### Brief:
Once you have read the listing, print all of it word for word.
Start of Block
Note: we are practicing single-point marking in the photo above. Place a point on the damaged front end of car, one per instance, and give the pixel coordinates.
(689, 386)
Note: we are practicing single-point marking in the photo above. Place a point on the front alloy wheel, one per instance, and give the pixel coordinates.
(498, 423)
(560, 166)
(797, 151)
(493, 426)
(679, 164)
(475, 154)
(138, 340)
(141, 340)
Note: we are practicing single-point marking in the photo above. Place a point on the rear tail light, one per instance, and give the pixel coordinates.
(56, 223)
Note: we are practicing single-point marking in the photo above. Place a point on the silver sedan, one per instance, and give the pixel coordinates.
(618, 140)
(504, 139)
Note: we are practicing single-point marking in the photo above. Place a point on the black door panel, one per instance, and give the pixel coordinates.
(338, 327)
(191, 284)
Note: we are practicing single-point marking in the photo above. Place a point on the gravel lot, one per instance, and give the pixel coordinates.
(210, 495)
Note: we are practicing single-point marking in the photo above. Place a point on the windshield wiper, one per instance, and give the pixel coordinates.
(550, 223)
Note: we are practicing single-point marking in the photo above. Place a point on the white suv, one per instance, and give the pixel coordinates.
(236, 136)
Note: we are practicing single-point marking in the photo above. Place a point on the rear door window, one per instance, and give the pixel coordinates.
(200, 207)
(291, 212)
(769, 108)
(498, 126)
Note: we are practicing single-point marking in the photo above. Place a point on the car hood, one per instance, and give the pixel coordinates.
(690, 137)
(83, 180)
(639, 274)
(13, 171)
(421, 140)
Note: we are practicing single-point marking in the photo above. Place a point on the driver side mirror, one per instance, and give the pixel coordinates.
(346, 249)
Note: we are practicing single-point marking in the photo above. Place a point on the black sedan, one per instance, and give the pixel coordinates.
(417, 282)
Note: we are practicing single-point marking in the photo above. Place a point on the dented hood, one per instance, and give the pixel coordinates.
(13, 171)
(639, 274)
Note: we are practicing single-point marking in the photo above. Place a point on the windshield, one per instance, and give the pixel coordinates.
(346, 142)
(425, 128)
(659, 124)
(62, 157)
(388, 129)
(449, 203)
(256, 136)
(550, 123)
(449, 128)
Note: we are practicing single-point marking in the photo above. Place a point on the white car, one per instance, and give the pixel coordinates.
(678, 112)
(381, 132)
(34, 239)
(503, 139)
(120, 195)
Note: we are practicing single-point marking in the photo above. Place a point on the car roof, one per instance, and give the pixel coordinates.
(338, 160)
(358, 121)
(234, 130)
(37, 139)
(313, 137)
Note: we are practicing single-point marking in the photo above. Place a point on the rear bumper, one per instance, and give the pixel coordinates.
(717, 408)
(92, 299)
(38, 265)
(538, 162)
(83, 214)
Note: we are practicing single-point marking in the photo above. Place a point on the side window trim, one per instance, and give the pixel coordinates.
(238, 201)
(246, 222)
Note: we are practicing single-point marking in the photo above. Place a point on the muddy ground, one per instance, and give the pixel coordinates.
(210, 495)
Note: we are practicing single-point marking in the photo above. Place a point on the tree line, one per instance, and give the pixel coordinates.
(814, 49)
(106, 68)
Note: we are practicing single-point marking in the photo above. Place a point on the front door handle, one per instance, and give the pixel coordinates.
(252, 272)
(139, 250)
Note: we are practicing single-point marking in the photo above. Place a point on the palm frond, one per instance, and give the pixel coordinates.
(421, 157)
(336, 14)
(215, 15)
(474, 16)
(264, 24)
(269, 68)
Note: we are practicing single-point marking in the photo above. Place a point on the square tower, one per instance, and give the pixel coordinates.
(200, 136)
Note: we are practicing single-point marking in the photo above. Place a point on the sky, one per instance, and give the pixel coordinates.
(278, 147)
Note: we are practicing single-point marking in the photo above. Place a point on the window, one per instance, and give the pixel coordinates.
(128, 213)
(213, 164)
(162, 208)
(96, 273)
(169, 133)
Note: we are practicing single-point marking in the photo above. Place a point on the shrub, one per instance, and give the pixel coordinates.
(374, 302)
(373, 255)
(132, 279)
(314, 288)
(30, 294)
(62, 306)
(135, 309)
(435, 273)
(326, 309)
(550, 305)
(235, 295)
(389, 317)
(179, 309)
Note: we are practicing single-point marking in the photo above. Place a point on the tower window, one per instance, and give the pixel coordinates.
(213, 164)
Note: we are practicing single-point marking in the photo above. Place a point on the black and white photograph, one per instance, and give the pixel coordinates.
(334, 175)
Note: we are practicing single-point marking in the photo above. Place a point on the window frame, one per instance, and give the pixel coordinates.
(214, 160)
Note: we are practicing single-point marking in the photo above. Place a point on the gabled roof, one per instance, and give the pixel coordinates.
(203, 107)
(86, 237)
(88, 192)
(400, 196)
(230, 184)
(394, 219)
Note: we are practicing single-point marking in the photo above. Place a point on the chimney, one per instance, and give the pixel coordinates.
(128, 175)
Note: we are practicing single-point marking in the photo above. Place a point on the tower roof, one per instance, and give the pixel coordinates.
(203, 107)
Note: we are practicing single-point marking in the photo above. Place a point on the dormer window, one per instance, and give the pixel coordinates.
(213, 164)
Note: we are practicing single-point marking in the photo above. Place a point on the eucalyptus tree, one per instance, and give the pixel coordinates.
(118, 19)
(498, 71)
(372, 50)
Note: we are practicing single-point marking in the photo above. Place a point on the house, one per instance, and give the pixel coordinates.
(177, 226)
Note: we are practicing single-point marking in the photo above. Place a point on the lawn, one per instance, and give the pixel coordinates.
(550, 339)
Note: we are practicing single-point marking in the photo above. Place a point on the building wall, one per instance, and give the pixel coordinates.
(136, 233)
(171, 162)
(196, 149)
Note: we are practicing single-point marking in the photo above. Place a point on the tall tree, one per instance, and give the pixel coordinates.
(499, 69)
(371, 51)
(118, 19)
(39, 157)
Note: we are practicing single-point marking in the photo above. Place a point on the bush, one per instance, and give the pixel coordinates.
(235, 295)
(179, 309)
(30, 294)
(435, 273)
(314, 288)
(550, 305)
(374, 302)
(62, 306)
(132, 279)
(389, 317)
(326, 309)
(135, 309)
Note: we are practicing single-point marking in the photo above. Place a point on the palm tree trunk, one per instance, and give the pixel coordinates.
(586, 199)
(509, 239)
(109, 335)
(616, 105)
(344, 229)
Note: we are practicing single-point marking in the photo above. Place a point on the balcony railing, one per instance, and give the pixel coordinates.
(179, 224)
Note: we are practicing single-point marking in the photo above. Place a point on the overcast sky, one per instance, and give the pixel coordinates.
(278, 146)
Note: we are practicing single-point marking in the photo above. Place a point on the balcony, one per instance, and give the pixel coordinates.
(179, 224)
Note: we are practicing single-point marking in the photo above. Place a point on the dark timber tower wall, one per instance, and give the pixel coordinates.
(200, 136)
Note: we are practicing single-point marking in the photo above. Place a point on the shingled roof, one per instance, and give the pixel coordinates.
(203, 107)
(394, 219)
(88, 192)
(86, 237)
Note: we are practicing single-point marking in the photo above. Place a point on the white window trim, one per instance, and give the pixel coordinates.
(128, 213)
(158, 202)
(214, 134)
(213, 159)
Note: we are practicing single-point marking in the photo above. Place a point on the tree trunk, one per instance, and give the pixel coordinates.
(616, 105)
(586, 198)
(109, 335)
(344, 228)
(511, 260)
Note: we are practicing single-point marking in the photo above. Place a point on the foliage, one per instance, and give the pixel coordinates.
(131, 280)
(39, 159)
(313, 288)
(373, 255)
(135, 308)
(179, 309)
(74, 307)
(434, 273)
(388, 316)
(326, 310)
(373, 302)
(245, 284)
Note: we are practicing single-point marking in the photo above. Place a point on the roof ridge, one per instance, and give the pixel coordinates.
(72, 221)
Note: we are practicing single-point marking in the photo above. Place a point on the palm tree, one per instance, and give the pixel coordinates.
End of Block
### Answer below:
Note: we are practicing single-point marking in the photo above. Place a point on the damaged front end of car, one per instance, and give the pixel coordinates.
(689, 386)
Note: we are practicing single-point marking in the photo above. Place a point on the front alloy wheel, one per instance, and give the pixel coordinates.
(498, 423)
(560, 166)
(797, 151)
(493, 426)
(679, 164)
(475, 154)
(138, 340)
(141, 340)
Note: we are practicing single-point marking in the photo above. Place a point on the rear tail light, one per instance, and give the pixel coordinates.
(56, 223)
Note: we are practicing single-point marking in the photo above. Place a point on the silver sedan, one per instance, and give the pixel coordinates.
(618, 140)
(504, 139)
Note: we are practicing single-point marking in the photo above. Place a point on the black door panel, one per instance, and give the pixel coordinates.
(338, 327)
(191, 284)
Note: we are practicing single-point marking in the photo above. Place a point on the gravel lot, one per instance, and give the pixel coordinates.
(210, 495)
Note: we are practicing single-point marking in the photo above. Place a point on the windshield wiper, one per instance, and give the pixel coordinates.
(550, 223)
Note: we are practicing single-point marking in the photo above. Place a point on the white suv, one per instance, and give the pixel coordinates.
(236, 136)
Note: we are practicing single-point marking in the photo above. Place a point on the rear door window, one per instance, and give the pixel coordinates.
(200, 207)
(291, 212)
(769, 108)
(498, 126)
Note: we are practicing single-point marking in the photo above. Place a point on the car hood, one per instance, and give the pixel coordinates.
(690, 137)
(83, 180)
(639, 274)
(13, 171)
(421, 140)
Note: we are practicing single-point marking in the photo above. Place a point on the driver side mirror, one per instance, and give the pixel coordinates.
(346, 249)
Note: we are practicing single-point marking in the photo above. Place a point on the black sedan, one per instance, and give the pixel coordinates.
(417, 282)
Note: we are practicing single-point marking in the photo above. Place a point on the dented hood, one per instance, and give the pixel coordinates.
(13, 171)
(639, 274)
Note: we are practicing single-point marking in the photo above. Place a point on the windshield, one per instance, and give the pixel coordinates.
(346, 142)
(425, 128)
(659, 124)
(62, 157)
(388, 129)
(449, 203)
(256, 136)
(550, 123)
(449, 128)
Note: we are practicing single-point marking in the photo above. Place a point on the white car, one per instance, and give the pixel coordinates.
(678, 112)
(381, 132)
(34, 239)
(503, 139)
(120, 195)
Note: we are practicing single-point marking in the photo above. Place a point on the car roof, one per instance, and give the pixel coordinates.
(338, 160)
(358, 121)
(234, 130)
(37, 139)
(313, 137)
Note: we are practicing single-point marking in the photo above. Place a point on the rear bumper, one per instance, and give the pixel coordinates.
(717, 408)
(92, 299)
(38, 265)
(538, 162)
(83, 214)
Note: we are practicing single-point marking in the photo above. Place a point on the side window trim, one per instance, and give the pixel coordinates.
(238, 201)
(246, 222)
Note: we are practicing single-point marking in the photo above. Place a point on the muddy ground, one per instance, and give the pixel coordinates.
(210, 495)
Note: we are practicing single-point marking in the photo above. Place a point on the tree line, one per instance, and give the pixel coordinates.
(814, 49)
(106, 68)
Note: we are practicing single-point marking in the photo above. Place a point on the front door handle, one per instance, and give the pixel coordinates.
(252, 272)
(139, 250)
Note: we are practicing single-point marking in the photo above. Place a point on the palm frond, one per instance, and give the pixel coordinates.
(421, 157)
(336, 14)
(215, 15)
(474, 16)
(264, 24)
(269, 68)
Note: we are practicing single-point marking in the photo above. Place a point on the square tower, one per instance, and give the pixel coordinates.
(200, 136)
Note: we are practicing single-point marking in the photo above. Place a point on the sky, one per instance, and give the pixel coordinates.
(278, 147)
Note: we are practicing single-point marking in the photo above. Place a point on the window, one per instance, and give the pixel coordinates.
(128, 213)
(213, 164)
(162, 208)
(96, 273)
(169, 133)
Note: we are practicing single-point marking in the photo above. Place a point on the shrub, one per instance, and give the pixel coordinates.
(374, 302)
(373, 255)
(132, 279)
(314, 288)
(30, 294)
(62, 306)
(135, 309)
(435, 273)
(326, 309)
(550, 305)
(235, 295)
(389, 317)
(179, 309)
Note: we are practicing single-point marking in the photo above. Place a point on the tower window, one per instance, and give the pixel coordinates.
(213, 164)
Note: we are practicing single-point marking in the photo above. Place a point on the black and white photograph, one per instance, and give the pixel coordinates.
(334, 175)
Note: we are practicing single-point marking in the photo above. Place a point on the window frame, one per instance, and give the pixel coordinates.
(214, 160)
Note: we are practicing single-point marking in the photo above. Place a point on the gabled roof, one per instance, and give the pixel coordinates.
(203, 107)
(86, 237)
(88, 192)
(400, 196)
(230, 184)
(394, 219)
Note: we are practicing single-point marking in the photo above. Place a point on the chimney, one per instance, and give the pixel coordinates.
(128, 175)
Note: we are practicing single-point marking in the photo above. Place a point on the tower roof, one per instance, and give the pixel coordinates.
(203, 107)
Note: we are practicing single-point marking in the photo above. Place a point on the dormer window, one per instance, and give the pixel coordinates.
(213, 164)
Note: we are practicing single-point marking in the photo above. Place a point on the eucalyptus tree, one per instance, and give the pixel coordinates.
(118, 19)
(498, 71)
(372, 50)
Note: we are practicing single-point marking in the photo above. Place a point on the house, one per instance, and give the pixel coordinates.
(177, 226)
Note: we are practicing single-point marking in the photo above. Place a point on the lawn, one per instance, and give the pixel coordinates.
(550, 339)
Note: we are practicing single-point marking in the photo above. Place a point on the building wall, one per instance, and give the pixel coordinates.
(136, 233)
(171, 162)
(196, 149)
Note: we are practicing single-point marking in the photo above. Place a point on the tall tree, one per instance, and give the pixel coordinates.
(499, 69)
(371, 51)
(118, 19)
(39, 157)
Note: we are practicing single-point marking in the photo above. Place a point on the bush, one per instance, and give the pixel coordinates.
(235, 295)
(179, 309)
(30, 294)
(435, 273)
(314, 288)
(550, 305)
(374, 302)
(62, 306)
(132, 279)
(389, 317)
(326, 309)
(135, 309)
Note: we are practicing single-point marking in the photo above. Place a point on the palm tree trunk, one per instance, and give the pixel coordinates.
(586, 199)
(509, 239)
(109, 335)
(616, 105)
(344, 229)
Note: we are practicing single-point marking in the photo above. Place a point on the balcony railing, one per instance, and give the pixel coordinates.
(179, 224)
Note: we are practicing single-point marking in the photo above. Place a point on the overcast sky, one per instance, and give the pixel coordinates.
(278, 146)
Note: we are practicing single-point marking in the photo above. Place a point on the balcony, one per instance, and give the pixel coordinates.
(179, 224)
Note: we are practicing single-point marking in the photo above. Place a point on the dark timber tower wall, one per instance, and give the pixel coordinates.
(200, 136)
Note: we are practicing single-point marking in the photo above. Place a point on the shingled roof, one per instance, and give the pixel coordinates.
(203, 107)
(394, 219)
(88, 192)
(86, 237)
Note: we are practicing single-point marking in the photo above. Place a point on the white window trim, one per instance, and give the pixel coordinates.
(128, 213)
(158, 202)
(214, 134)
(213, 159)
Note: we are practicing single-point marking in the photo above. Place a point on the tree trunk, one per instance, and give the pixel coordinates.
(616, 105)
(586, 198)
(109, 335)
(344, 228)
(511, 260)
Note: we are practicing single-point marking in the photo above. Place a point on the foliage, one per instance, and give the pixel coordinates.
(131, 280)
(39, 159)
(313, 288)
(373, 255)
(135, 308)
(179, 309)
(74, 307)
(434, 273)
(388, 316)
(326, 310)
(373, 302)
(245, 284)
Note: we are practicing single-point marking in the photo above. Place a point on the roof ridge, one per instance, and give the pixel coordinates.
(72, 221)
Note: we are practicing single-point marking in the photo above. Place a point on the palm tree, one per instance, and give the pixel coordinates.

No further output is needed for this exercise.